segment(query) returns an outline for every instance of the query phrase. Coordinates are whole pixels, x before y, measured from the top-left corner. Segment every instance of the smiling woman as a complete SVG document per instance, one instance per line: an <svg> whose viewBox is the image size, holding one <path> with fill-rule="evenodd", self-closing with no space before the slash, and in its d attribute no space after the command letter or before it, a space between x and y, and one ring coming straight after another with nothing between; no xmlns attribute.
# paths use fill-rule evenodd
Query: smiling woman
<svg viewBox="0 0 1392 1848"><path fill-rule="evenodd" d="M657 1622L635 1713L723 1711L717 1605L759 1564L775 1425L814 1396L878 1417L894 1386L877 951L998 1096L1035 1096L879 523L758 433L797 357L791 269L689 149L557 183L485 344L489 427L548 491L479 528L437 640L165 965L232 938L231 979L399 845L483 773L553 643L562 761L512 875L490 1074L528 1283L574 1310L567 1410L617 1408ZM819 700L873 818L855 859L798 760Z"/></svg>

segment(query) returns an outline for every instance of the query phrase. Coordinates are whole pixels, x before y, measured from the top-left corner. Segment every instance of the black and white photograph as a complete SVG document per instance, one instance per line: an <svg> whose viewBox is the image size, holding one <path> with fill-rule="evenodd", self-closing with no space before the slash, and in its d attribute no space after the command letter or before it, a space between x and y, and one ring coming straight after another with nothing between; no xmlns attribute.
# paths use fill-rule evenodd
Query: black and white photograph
· · ·
• [TASK TO CARRY OUT]: Repeat every line of the data verbatim.

• [RESULT]:
segment(query) returns an outline for every instance of the query phrase. Coordinates are whole pixels, x before y, measured from the top-left corner. Segment every instance of the smiling woman as a complete SVG document per instance, one instance per line: an <svg> whose viewBox is the image size, holding one <path> with fill-rule="evenodd", self-closing with no space before the slash, and in its d attribute no space after the command letter or before it, a space between x and y, and one ring coming straight after another with nothing between; no xmlns attribute.
# paths use fill-rule evenodd
Query: smiling woman
<svg viewBox="0 0 1392 1848"><path fill-rule="evenodd" d="M657 1622L635 1713L723 1711L717 1605L759 1564L775 1425L814 1396L878 1417L894 1386L877 951L998 1096L1035 1096L879 523L758 433L797 357L791 269L689 149L557 183L485 344L489 427L548 491L479 528L437 640L165 965L232 938L231 979L399 845L483 773L553 643L562 761L512 875L490 1074L528 1283L574 1310L567 1410L617 1408ZM819 700L873 818L855 859L798 760Z"/></svg>

segment(query) returns an outline for every instance of the query phrase. Coordinates are whole pixels, x before y, measured from the top-left corner. Segment every instance of the black and white photograph as a complete SVG document per instance, one instance per line: an <svg> whose viewBox is the image size, holding one <path> with fill-rule="evenodd", self-closing with no space before the slash, and in its d attribute no space after the command letter or before it, a space between x and y, and one ring coming straight after another with nothing between; no xmlns attribute.
# paths use fill-rule evenodd
Query: black and white photograph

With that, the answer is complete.